Instructions for the task:
Filter the entries below, keeping only lines with "shoreline".

Stored data entries:

- Opening Delimiter -

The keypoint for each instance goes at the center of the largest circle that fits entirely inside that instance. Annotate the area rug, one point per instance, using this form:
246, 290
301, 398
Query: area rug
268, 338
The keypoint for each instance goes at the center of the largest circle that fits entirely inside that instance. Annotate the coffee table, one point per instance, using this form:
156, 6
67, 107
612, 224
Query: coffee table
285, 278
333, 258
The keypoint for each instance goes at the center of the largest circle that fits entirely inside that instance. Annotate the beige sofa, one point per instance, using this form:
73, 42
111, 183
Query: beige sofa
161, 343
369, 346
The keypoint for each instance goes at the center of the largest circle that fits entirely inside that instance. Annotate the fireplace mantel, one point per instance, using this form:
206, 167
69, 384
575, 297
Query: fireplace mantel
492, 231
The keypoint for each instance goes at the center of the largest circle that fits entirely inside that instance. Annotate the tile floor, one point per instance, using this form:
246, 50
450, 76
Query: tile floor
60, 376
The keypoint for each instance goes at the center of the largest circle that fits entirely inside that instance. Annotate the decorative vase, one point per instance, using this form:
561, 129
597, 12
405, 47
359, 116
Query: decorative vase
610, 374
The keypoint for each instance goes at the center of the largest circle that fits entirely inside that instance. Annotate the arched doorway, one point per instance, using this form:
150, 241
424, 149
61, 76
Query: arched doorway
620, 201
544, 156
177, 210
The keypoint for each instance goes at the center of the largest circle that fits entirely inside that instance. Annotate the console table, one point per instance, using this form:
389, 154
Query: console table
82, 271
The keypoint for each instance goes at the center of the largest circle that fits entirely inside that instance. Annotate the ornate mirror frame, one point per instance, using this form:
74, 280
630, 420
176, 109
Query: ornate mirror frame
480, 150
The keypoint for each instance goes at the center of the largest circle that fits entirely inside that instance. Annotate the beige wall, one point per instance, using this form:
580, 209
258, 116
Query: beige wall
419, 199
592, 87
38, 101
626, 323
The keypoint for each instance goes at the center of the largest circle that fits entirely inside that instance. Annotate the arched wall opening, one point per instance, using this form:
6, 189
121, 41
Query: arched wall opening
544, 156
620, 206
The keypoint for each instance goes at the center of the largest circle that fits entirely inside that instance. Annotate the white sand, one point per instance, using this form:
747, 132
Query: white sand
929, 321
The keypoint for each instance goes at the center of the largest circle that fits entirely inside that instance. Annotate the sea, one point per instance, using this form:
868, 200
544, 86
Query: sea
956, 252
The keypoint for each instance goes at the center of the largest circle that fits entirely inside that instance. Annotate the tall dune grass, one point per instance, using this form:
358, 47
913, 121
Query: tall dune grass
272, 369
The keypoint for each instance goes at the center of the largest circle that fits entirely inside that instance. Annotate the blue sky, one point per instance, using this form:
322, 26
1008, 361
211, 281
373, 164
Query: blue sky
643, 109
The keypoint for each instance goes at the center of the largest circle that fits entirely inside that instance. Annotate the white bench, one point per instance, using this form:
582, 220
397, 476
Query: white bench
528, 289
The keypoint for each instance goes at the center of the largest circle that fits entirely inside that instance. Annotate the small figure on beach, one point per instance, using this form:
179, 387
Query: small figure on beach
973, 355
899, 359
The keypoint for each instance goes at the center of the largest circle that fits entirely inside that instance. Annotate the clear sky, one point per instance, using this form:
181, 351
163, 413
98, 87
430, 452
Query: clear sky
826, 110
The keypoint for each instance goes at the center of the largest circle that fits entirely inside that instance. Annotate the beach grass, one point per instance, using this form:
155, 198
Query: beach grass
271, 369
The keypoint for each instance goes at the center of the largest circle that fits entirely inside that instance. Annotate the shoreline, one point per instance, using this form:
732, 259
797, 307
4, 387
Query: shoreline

- Closing Delimiter -

Answer below:
The keypoint for each instance goes at the center of the largest circle that fits entirely inside that instance. Annotate the shoreline, one point per instance, using this form:
Query: shoreline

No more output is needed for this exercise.